Although numerous studies have investigated GWSAs in the NCP [16,17,25,34,44,45,46,47], this research is the first to focus specifically on detecting GWSAs on a small scale in Beijing from downscaled GRACE/GRACE-FO data. The issue is how to incorporate good observations to improve the accuracy and spatial resolution of GRACE-derived GWSAs on such a small scale. This study proposes a robust hybrid statistical downscaling approach to generate high-resolution GRACE-derived GWSAs, which will facilitate the precise assessment of the impact of the SNDWP-MR on GWSA recovery in Beijing. The primary focuses of this study are as follows:

Three deep learning (DL) models (LSTM/GRU/MLP) were employed to reconstruct the six types of GRACE-derived TWSAs for the period from January 2004 to December 2021 in Beijing with a spatial resolution of 0.5° × 0.5°.
Three strategies were explored to incorporate the in-situ data: for Method 1, we treated only the in-situ data as validation data of the downscaled results; for Method 2, we used the in-situ data to identify the downscaling target variables that correlate best with the in-situ data; for Method 3, we used the in-situ data as the downscaling target variable. The optimal DL model, i.e., that with the best performance in step 1, was used to downscale the 0.5° × 0.5° GRACE-derived GWSAs to a higher resolution of 0.25° × 0.25°.
The spatiotemporal evolution of GRACE-derived GWSAs in Beijing before and after the implementation of the SNDWP-MR were analyzed and we quantified the contribution of the SNDWP-MR to the spatial evolution of the downscaled GRACE-derived GWSAs using the RF model.

2. Datasets

This study incorporates five distinct datasets: (1) GRACE-derived TWSAs; (2) TWSAs, runoff, surface temperature, soil moisture storage (SMS), snow water equivalent (SNS), and canopy water storage (CNS) provided by the Global Land Data Assimilation System (GLDAS) of the Catchment Land Surface Model (CLSM); (3) precipitation (P) from the ERA5-Land reanalysis product; (4) evaporation (ET) data inferred from the Global Land Evaporation Amsterdam Model (GLEAM); (5) observed data from GW monitoring wells. The temporal resolution of these datasets was standardized to monthly, with spatial resolutions of 0.5° × 0.5° and 0.25° × 0.25°. Table 1 lists the variables used for the reconstruction of GRACE-derived TWSAs, downscaling GRACE-derived GWSAs, and the in situ GWSAs used for validation.

** What to do **
1 - In the GRACE downscaling text, what higher resolution were the 0.5° × 0.5° GRACE-derived GWSAs downscaled to?
2 - List the five datasets that the GRACE downscaling text says the study incorporates.
3 - Pick up the GRACE downscaling text after its last sentence and keep writing.
The rows aren't needed for any of this.

** Data extract **

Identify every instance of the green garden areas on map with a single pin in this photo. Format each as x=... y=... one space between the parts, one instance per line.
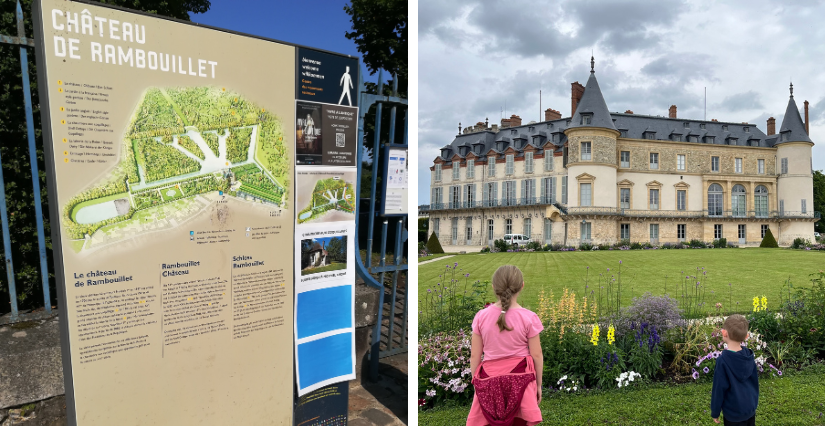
x=97 y=274
x=182 y=144
x=81 y=23
x=333 y=194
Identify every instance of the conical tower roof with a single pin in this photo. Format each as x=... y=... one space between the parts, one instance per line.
x=792 y=122
x=593 y=103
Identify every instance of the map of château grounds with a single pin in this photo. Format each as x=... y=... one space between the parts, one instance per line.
x=329 y=195
x=182 y=145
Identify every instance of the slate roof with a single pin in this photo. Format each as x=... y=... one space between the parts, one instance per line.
x=792 y=123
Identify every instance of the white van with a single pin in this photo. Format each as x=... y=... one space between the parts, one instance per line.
x=516 y=239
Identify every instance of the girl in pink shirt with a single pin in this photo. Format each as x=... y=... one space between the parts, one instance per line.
x=507 y=334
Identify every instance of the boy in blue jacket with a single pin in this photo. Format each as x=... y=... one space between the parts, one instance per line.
x=735 y=381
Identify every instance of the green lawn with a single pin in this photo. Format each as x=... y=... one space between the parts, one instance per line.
x=791 y=400
x=333 y=267
x=750 y=272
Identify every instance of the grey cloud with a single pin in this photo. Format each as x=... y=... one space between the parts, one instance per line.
x=749 y=100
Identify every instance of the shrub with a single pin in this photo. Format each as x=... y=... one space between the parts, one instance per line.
x=433 y=245
x=444 y=368
x=799 y=243
x=661 y=312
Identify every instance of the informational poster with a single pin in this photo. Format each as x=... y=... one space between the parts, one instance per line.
x=170 y=150
x=395 y=183
x=326 y=122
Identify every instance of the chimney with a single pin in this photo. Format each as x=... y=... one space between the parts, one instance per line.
x=577 y=90
x=551 y=114
x=806 y=118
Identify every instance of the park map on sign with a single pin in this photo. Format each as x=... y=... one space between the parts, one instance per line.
x=182 y=145
x=333 y=194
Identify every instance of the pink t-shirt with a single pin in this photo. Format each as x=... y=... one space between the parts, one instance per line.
x=503 y=344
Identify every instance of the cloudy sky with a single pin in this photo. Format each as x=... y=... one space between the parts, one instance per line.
x=475 y=56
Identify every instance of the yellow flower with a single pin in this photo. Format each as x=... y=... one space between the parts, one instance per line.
x=594 y=339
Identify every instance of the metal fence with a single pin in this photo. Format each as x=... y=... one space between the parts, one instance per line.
x=389 y=337
x=24 y=43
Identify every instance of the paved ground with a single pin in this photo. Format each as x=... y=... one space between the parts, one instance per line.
x=383 y=402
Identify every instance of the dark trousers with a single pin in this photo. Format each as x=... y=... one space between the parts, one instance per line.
x=749 y=422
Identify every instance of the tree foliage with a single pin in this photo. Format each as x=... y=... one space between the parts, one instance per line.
x=15 y=152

** Answers to the exercises **
1 - 0.25° × 0.25°

2 -
1. GRACE-derived TWSAs
2. TWSAs, runoff, surface temperature, soil moisture storage (SMS), snow water equivalent (SNS), and canopy water storage (CNS) from the Global Land Data Assimilation System (GLDAS) of the Catchment Land Surface Model (CLSM)
3. Precipitation (P) from the ERA5-Land reanalysis product
4. Evaporation (ET) data inferred from the Global Land Evaporation Amsterdam Model (GLEAM)
5. Observed data from GW monitoring wells

3 -
2.1. GRACE-Derived TWSAs

The GRACE/GRACE-FO mass concentration (Mascon) and spherical harmonic (SH) datasets were used from January 2004 to December 2021 provided by the Center for Space Research (CSR) at the University of Texas (https://www2.csr.utexas.edu/grace/RL06_mascons.html) (accessed on 5 October 2023), the Jet Propulsion Laboratory (JPL) (https://grace.jpl.nasa.gov/data/get-data/) (accessed on 5 October 2023), the Goddard Space Flight Center (GSFC) (https://earth.gsfc.nasa.gov/geo/data/grace-mascons) (accessed on 5 October 2023), and the German Research Center for Geoscience (GFZ) (https://www.gfz-potsdam.de/grace) (accessed on 5 October 2023). The Level 2 SH datasets were post-preprocessed to estimate the GRACE-derived TWSA at a 0.25° × 0.25° spatial resolution [48]. The detailed post-preprocessing steps can be found in the Supplementary Information (SI). The GRACE Mascon Level 3 products provide monthly TWSAs (CSR, GSFC, JPL) at a grid resolution of 0.25° × 0.25° or 1° × 1° or 0.5° × 0.5° (Table 1), and their actual spatial resolution is 3° × 3°. However, existing research has demonstrated the effectiveness of the grid resolution of 0.5° × 0.5° [49]. They have already undergone standard corrections, including the C₂₀ and C₃₀ replaced by SRL observations [50], GIA correction by the ICE-6GD (VM5a) model [51,52], ellipsoidal correction, and signal recovery [48,53]. GRACE-derived TWSAs (CSR Mascon, GSFC Mascon, CSR SH, GFZ SH, JPL SH) were resampled to the spatial resolution of 0.5° × 0.5°.

2.2. Precipitation (P)

ERA5-Land monthly reanalysis data, released by the European Weather Forecast Center (ECMWF) (https://cds.climate.copernicus.eu/cdsapp#!/dataset/reanalysis-era5-land-monthly means) (accessed on 5 October 2023), combined modeled data with in situ data from various locations worldwide into a globally comprehensive and consistent dataset. The data are compiled on a monthly scale and cover the period from 1950 to the present. In this study, ERA5-Land reanalysis precipitation was resampled to 0.5° and 0.25° to reconstruct GRACE-derived TWSA and GWSA downscaling.

2.3. Evapotranspiration (ET)

The GLEAM model used inversions of observations from different satellites to obtain the actual evaporation of different terrestrial features [54,55] and it is available for free download at the ESA’s Digital Twin Hydrology project (https://www.gleam.eu/) (accessed on 5 October 2023). In 2017, GLEAM v3 was released, which proposes a new data assimilation scheme optimized for global-scale applications, validated in Australia.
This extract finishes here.